▶ _Задание_:
Допишите следующую часть текста о пилотах-камикадзе, начав сразу после его последнего предложения.

▶ _Фрагмент текста_:
★ ★ ★ ★ ★
Я охотно верю, что в октябре 44-го, ещё до финального разгрома японского флота, у отдельных военнослужащих Японии были некоторые (пусть даже и кривые, с точки зрения всякого другого человека) основания считать тактику использования камикадзе целесообразной. Я даже верю, что эти основания служили аргументом для тех, кто не видел в смерти на поле боя заветной цели, но искренне желал победы Японии. Однако в дальнейшем, особенно к лету 45-го, когда исход войны был предрешён окончательно, ни о какой целесообразности не могло уже идти и речи, таранные атаки превратились в чистое самоубийство ради самоубийства. Не понимать этого могли только фанатики, но вот именно фанатикам дополнительные аргументы и не требовались.

Мне кажется, что симпу постигла участь многих исключительных тактик: идеологи движения оказались развращены количеством добровольцев и перестали задаваться вопросами этического свойства.

Парочка цитат, раскрывающих суть насильственного зачисления в ряды камикадзе.

Страница 156:

Люди, бывавшие на нашей авиабазе, часто спрашивали меня: трудно ли отдавать приказ на вылет пилотам корпуса специальных атак? На такой вопрос очень сложно ответить, так как очень сложен сам вопрос. Он очень тяжел и имеет множество аспектов. Отдать приказ на вылет пилоту-камикадзэ было равносильно тому, что приказать: «Иди и умри в бою!» Если бы приказ противоречил желаниям пилотов, он был бы неописуемо жесток. Я не мог бы отдавать приказы, если бы считал, что люди не могут выполнить их.

Страница 207:

На Филиппинах и на Формозе корпус состоял исключительно из добровольцев, их боевой дух был исключительно высок, они просто горели энтузиазмом. Кроме того, в первые дни существования камикадзэ перед корпусом стояла четкая цель — переломить ход битвы в пользу Японии. Сохранялись определенные надежды, что эта чрезвычайная тактика принесет успех. Но теперь огромные соединения В-29, взлетающие с Марианских островов и с материкового Китая, систематически бомбили Токио, Осаку и другие крупные японские города. Эти налеты открыли уже не только перед солдатами, но и перед гражданским населением все ужасы войны.

Чтобы как-то выправить критическую ситуацию, не оставалось ничего иного, как продолжать и наращивать атаки камикадзэ. В таких условиях система добровольной записи в корпус, существовавшая раньше, явно не соответствовала новым требованиям. Армейское командование начало оказывать давление, хотя и не слишком явное, вынуждая летчиков становиться «добровольцами» , поэтому вполне понятно, что изменение обстоятельств привело к изменению поведения людей.

Многим из новичков сначала не просто не хватало энтузиазма, более того, они откровенно возмущались положением, в которое их поставили. Для одних это заканчивалось через пару часов, но другим, чтобы успокоиться, требовались дни и недели. Но после того, как раздражение и обида проходили, пилоты начинали испытывать душевный подъем. Затем, когда происходило обретение мудрости и дух полностью очищался, люди понимали, что они живут ради смерти и обретают бессмертие.
★ ★ ★ ★ ★
▶ _Записи набора_:
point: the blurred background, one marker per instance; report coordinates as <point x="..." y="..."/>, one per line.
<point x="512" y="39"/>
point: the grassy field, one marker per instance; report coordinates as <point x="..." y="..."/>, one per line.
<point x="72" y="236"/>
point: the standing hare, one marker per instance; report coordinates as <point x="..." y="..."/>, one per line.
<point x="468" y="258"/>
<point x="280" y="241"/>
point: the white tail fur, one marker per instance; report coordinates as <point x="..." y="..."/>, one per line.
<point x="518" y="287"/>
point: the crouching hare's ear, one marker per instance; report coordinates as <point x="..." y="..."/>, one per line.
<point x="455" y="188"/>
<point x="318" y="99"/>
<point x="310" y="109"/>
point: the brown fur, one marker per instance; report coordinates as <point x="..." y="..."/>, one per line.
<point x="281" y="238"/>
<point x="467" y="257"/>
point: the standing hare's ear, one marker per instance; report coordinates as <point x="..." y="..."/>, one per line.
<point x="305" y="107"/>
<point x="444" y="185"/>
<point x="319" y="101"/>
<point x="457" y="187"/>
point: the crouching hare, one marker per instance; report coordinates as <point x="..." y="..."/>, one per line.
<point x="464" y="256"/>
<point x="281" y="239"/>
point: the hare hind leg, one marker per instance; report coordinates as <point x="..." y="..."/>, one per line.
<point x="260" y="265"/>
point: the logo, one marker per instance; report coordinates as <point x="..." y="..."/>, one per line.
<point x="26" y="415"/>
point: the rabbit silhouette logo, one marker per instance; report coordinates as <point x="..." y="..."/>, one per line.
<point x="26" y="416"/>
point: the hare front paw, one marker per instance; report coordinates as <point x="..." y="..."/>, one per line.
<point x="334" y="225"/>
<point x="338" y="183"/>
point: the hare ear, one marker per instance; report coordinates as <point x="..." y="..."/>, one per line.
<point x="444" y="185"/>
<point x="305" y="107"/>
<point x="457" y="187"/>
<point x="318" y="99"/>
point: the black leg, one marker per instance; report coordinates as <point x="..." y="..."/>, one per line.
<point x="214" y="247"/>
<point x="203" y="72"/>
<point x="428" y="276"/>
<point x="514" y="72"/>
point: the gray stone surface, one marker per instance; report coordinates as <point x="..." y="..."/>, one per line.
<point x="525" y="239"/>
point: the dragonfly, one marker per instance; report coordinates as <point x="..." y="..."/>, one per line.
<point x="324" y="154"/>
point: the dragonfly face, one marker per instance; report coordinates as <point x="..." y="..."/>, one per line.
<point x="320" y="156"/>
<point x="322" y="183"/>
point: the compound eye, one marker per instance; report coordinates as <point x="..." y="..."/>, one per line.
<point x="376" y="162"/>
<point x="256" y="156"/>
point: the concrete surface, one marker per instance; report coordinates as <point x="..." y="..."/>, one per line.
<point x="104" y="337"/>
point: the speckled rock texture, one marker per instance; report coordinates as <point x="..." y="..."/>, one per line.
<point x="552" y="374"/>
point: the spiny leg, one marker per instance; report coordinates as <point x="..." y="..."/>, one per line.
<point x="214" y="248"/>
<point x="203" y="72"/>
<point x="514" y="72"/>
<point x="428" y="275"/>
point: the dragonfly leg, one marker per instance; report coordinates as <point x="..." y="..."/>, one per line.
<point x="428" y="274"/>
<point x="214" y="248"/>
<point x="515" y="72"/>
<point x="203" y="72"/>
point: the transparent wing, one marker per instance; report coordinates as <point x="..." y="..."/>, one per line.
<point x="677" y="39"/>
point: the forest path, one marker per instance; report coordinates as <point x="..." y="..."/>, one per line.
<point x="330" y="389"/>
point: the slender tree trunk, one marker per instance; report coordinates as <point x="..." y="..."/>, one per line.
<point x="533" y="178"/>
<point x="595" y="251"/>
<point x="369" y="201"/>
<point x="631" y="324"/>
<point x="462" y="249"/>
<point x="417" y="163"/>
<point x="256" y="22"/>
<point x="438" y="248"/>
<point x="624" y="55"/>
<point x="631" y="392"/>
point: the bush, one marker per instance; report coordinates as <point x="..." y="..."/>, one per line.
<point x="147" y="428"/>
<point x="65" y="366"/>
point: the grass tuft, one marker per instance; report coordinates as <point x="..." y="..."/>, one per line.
★ ★ ★ ★ ★
▶ _Ответ_:
Фактически, командиры смертников были озабочены исключительно сохранением своего душевного равновесия. Никаких особенных фокусов для этого не требовалось, а требовалось только добровольное согласие пилотов на самоубийство. При таком подходе к вопросу проблем не могло возникнуть в принципе: человека достаточно довести до полного безразличия к собственной судьбе — и он согласится на что угодно. Для народа, веками культивировавшего ничтожество отдельно взятой личности, задачка, в сущности, плёвая. Именно так и стали поступать с людьми, без вины приговорёнными к смерти, когда количество добровольцев пошло на убыль.

Авторы книги дипломатично называют эту практику обретением мудрости и полным очищением духа — так, словно бы окружающие не принимали в этом «очищении» никакого участия и всё зависело от одного лишь обречённого собственной персоной. Они никак не описывают этот процесс, никак не комментируют его и вообще стараются по возможности избегать этой темы. В результате создаётся впечатление, что книга написана наполовину и что вторую половину читателю предлагается дописать самостоятельно.

Это всё, повторяю, во-первых и в-главных, а есть ещё и относительно второстепенные замечания.

Так, книга, несмотря на заявление авторов о том, что её следует рассматривать как «просто описание и памятник отважным людям», представляет собой настойчивую попытку романтизации таранных атак, предпринятую в ответ на критику здравомыслящих людей как в Японии, так и по всему миру. Если нет, то остаётся непонятным, почему гг. Иногути и Накадзима ни разу не задаются вопросом о существовавших альтернативах, ни разу не пытаются анализировать действия командования, зато сплошь и рядом восхваляют адмирала Ониси — «отца» камикадзе — и его ближайших соратников. Полёту на тот свет адмирала Угаки посвящена целая отдельная главка, в которой Угаки представлен как герой, поражающий облое чудище, а о том, что его эпохальная «таранная атака» оказалась в действительности атакой бабочек на голых скалах, мы узнаём только из маленького комментария: «в американских документах нет никаких упоминаний об атаках камикадзэ 15 августа 1945 года».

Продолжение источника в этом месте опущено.